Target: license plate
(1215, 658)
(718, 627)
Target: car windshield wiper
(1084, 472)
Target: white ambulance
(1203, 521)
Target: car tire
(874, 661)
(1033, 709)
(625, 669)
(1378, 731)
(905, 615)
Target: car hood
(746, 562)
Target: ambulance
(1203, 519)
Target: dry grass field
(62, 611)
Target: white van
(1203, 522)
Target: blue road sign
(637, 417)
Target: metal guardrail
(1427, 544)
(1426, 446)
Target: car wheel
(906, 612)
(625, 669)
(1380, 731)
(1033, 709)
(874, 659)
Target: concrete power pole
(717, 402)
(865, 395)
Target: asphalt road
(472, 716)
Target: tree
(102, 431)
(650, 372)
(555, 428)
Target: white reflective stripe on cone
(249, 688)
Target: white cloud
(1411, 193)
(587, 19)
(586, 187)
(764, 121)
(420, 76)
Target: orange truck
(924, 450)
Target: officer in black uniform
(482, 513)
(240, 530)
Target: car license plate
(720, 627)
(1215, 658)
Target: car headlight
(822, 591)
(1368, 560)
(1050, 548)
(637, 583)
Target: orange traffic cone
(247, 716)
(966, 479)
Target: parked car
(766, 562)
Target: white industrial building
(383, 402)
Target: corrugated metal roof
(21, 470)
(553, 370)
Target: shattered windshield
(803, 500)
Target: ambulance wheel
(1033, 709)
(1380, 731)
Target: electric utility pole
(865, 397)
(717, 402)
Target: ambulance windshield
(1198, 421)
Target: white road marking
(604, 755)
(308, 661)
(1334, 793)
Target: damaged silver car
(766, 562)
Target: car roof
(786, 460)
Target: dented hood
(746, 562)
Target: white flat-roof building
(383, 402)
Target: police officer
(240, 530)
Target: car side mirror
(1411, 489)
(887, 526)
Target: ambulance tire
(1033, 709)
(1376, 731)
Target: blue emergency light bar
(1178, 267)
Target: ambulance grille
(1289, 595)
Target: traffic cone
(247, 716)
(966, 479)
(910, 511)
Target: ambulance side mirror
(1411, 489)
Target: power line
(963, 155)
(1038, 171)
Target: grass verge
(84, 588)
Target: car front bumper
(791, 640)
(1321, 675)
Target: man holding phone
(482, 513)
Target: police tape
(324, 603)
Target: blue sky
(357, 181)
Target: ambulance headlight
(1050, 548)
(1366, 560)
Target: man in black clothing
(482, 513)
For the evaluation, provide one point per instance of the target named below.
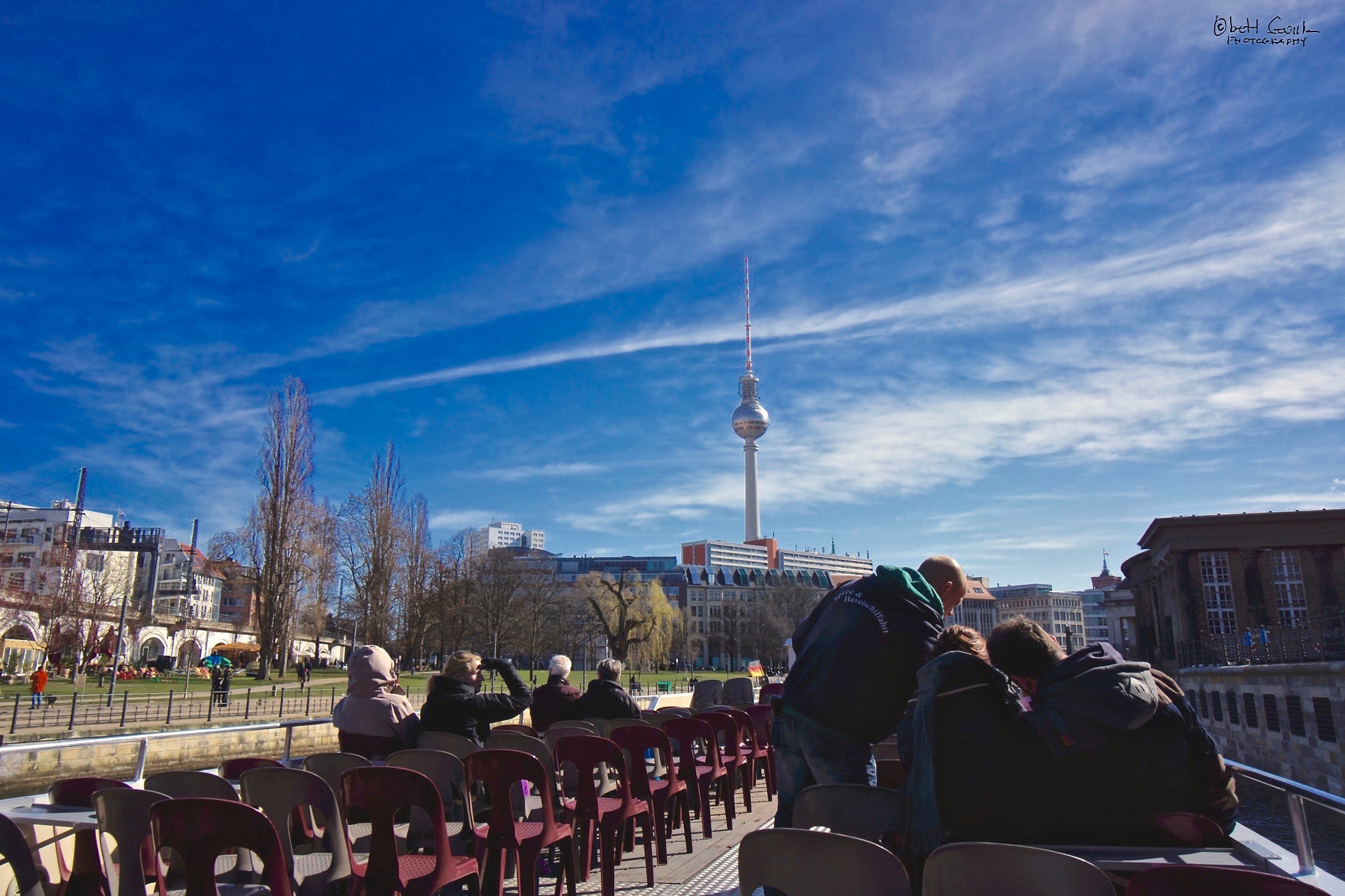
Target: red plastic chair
(84, 875)
(519, 727)
(763, 720)
(752, 753)
(1204, 880)
(234, 769)
(200, 829)
(662, 793)
(701, 771)
(381, 792)
(731, 746)
(499, 771)
(608, 815)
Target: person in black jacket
(1118, 731)
(856, 670)
(456, 706)
(606, 699)
(951, 742)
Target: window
(1325, 721)
(1271, 712)
(1294, 708)
(1219, 593)
(1289, 589)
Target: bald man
(857, 658)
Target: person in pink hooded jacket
(374, 717)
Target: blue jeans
(806, 756)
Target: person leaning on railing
(454, 702)
(374, 717)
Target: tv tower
(749, 419)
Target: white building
(766, 554)
(188, 586)
(1060, 613)
(503, 535)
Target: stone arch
(188, 654)
(150, 649)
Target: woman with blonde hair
(455, 704)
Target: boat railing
(74, 743)
(1297, 794)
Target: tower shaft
(752, 511)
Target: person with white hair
(552, 702)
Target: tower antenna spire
(747, 305)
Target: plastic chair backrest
(686, 733)
(499, 770)
(763, 719)
(78, 792)
(726, 733)
(1003, 870)
(278, 792)
(518, 727)
(124, 817)
(331, 766)
(200, 829)
(635, 740)
(586, 753)
(456, 744)
(234, 769)
(622, 723)
(1204, 880)
(382, 792)
(738, 691)
(15, 849)
(813, 863)
(854, 811)
(885, 752)
(707, 694)
(191, 784)
(445, 770)
(586, 727)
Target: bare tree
(372, 526)
(632, 614)
(275, 538)
(498, 580)
(541, 613)
(417, 584)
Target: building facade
(1216, 576)
(1060, 613)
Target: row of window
(1286, 576)
(1214, 703)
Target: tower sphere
(751, 419)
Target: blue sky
(1025, 276)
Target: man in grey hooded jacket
(1106, 744)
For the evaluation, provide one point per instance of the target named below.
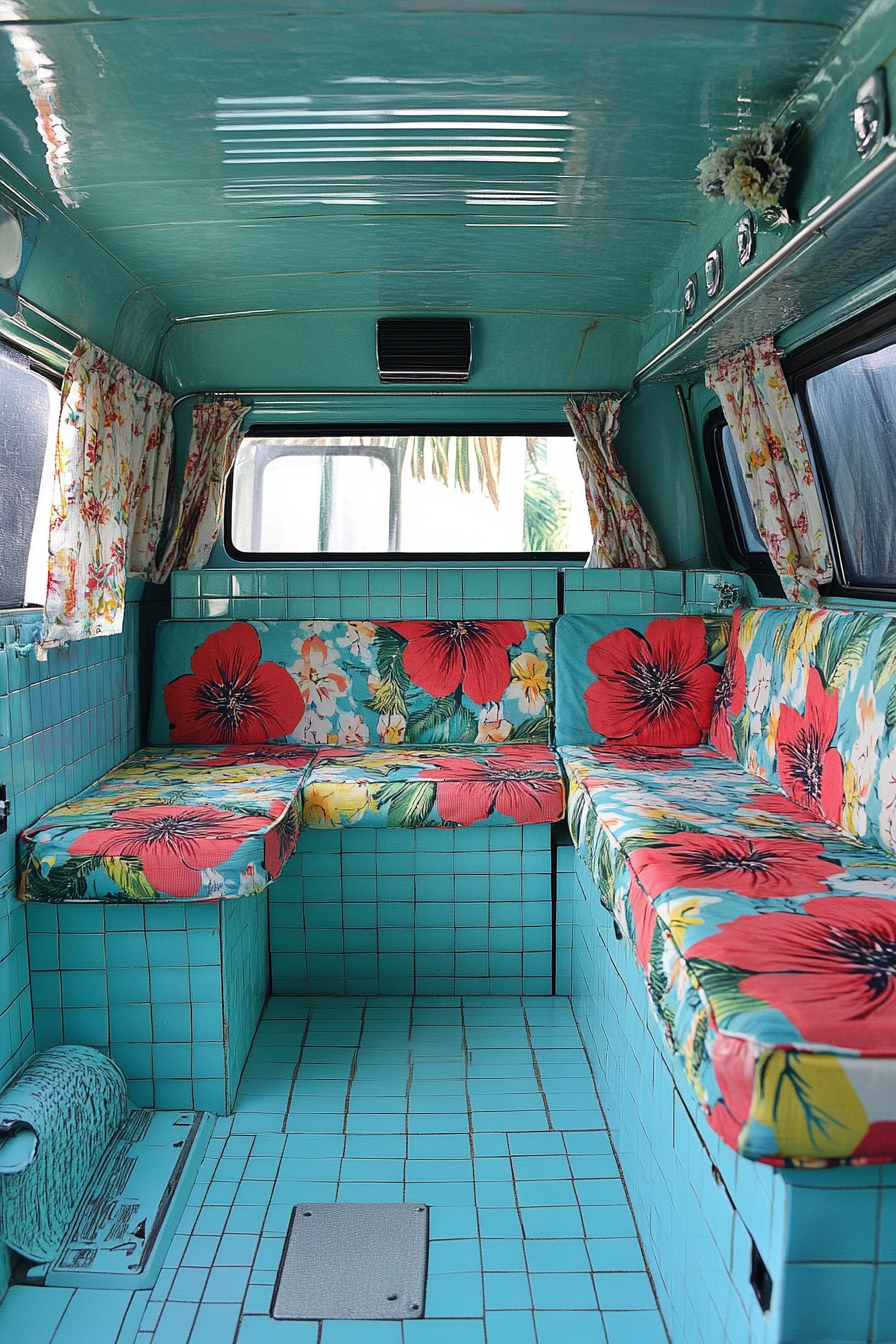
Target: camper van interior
(448, 672)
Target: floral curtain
(622, 534)
(211, 456)
(765, 425)
(112, 473)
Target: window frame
(863, 335)
(755, 563)
(266, 429)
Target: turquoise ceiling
(454, 156)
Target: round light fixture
(10, 245)
(713, 272)
(746, 239)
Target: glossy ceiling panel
(388, 156)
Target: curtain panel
(212, 448)
(774, 460)
(110, 484)
(622, 534)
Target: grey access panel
(353, 1262)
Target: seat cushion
(767, 940)
(434, 786)
(638, 680)
(169, 824)
(353, 683)
(808, 700)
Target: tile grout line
(625, 1186)
(536, 1069)
(294, 1079)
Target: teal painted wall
(825, 165)
(62, 723)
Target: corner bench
(751, 885)
(258, 731)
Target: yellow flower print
(803, 637)
(683, 914)
(391, 727)
(493, 726)
(339, 804)
(529, 683)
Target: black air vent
(423, 350)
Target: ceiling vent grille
(423, 350)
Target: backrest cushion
(808, 702)
(640, 680)
(351, 683)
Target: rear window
(481, 492)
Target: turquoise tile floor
(484, 1109)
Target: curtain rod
(298, 394)
(54, 321)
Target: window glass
(853, 418)
(740, 499)
(415, 493)
(28, 418)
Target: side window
(850, 413)
(28, 418)
(418, 492)
(735, 511)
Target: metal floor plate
(353, 1262)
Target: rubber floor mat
(359, 1262)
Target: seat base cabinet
(172, 992)
(709, 1221)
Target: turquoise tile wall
(62, 723)
(172, 992)
(382, 594)
(414, 911)
(826, 1237)
(626, 592)
(246, 980)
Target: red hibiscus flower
(281, 839)
(731, 694)
(527, 789)
(229, 696)
(442, 655)
(810, 769)
(653, 688)
(734, 1063)
(172, 843)
(760, 867)
(830, 971)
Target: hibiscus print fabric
(767, 940)
(817, 714)
(353, 683)
(649, 683)
(231, 695)
(499, 784)
(171, 824)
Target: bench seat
(182, 823)
(501, 784)
(767, 938)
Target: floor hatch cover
(360, 1262)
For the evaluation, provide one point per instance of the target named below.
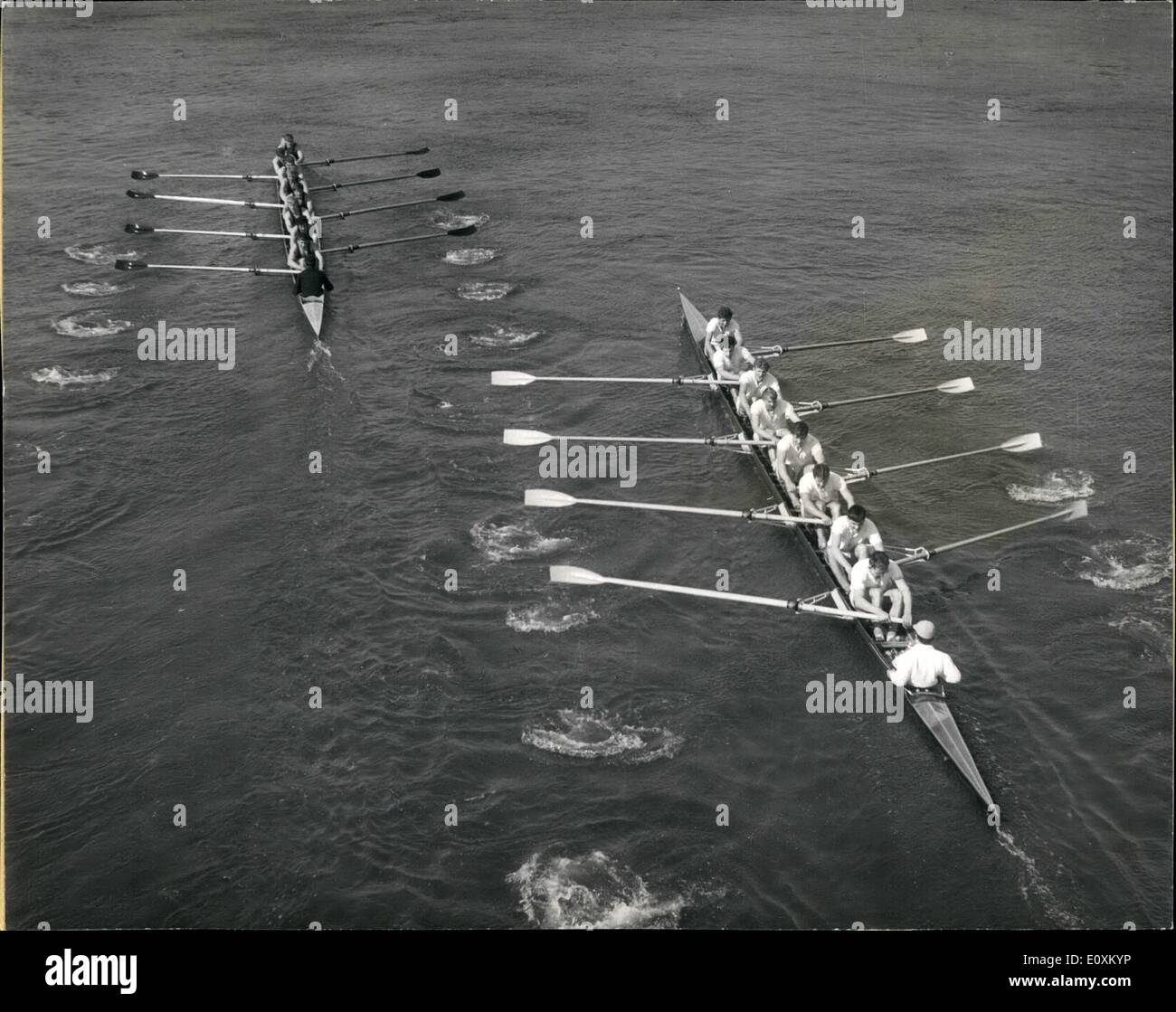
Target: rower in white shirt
(821, 493)
(921, 667)
(877, 587)
(848, 538)
(720, 328)
(769, 418)
(752, 385)
(732, 361)
(796, 451)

────────────────

Copy the records word for word, from the line with "Target: blue road sign" to the line with "(1321, 675)", including both of those lines.

[Exercise solution]
Target: blue road sign
(637, 417)
Target: metal guardrail
(1427, 544)
(1426, 446)
Target: car wheel
(906, 612)
(625, 669)
(1380, 731)
(1033, 709)
(874, 659)
Target: concrete power pole
(717, 402)
(865, 395)
Target: asphalt road
(472, 716)
Target: tree
(102, 431)
(650, 372)
(555, 428)
Target: white reflective stripe on cone
(249, 688)
Target: white cloud
(1411, 193)
(587, 19)
(586, 187)
(764, 121)
(420, 76)
Target: orange truck
(924, 450)
Target: officer in black uniform
(482, 513)
(240, 530)
Target: car license plate
(720, 627)
(1215, 658)
Target: car headlight
(822, 591)
(1368, 560)
(1050, 548)
(637, 583)
Target: orange traffic cone
(247, 716)
(966, 479)
Target: parked car
(766, 562)
Target: white industrial building
(383, 402)
Target: corrugated metal roof
(21, 470)
(553, 370)
Target: shattered windshield
(803, 500)
Target: ambulance wheel
(1033, 709)
(1380, 731)
Target: electric utility pole
(865, 397)
(717, 402)
Target: ambulance windshield
(1198, 421)
Target: white road marking
(604, 755)
(308, 661)
(1334, 793)
Target: damaged silver car
(766, 562)
Target: car roof
(786, 460)
Target: dented hood
(746, 562)
Target: white flat-roof building
(383, 402)
Target: police officer
(240, 530)
Target: car side mirror
(1411, 489)
(887, 526)
Target: ambulance tire
(1033, 709)
(1376, 731)
Target: blue emergency light bar
(1178, 267)
Target: ambulance grille
(1289, 595)
Target: traffic cone
(247, 716)
(966, 479)
(910, 511)
Target: ambulance side mirror
(1411, 489)
Target: power line
(963, 155)
(1038, 171)
Target: grass verge
(84, 588)
Target: car front bumper
(791, 640)
(1321, 675)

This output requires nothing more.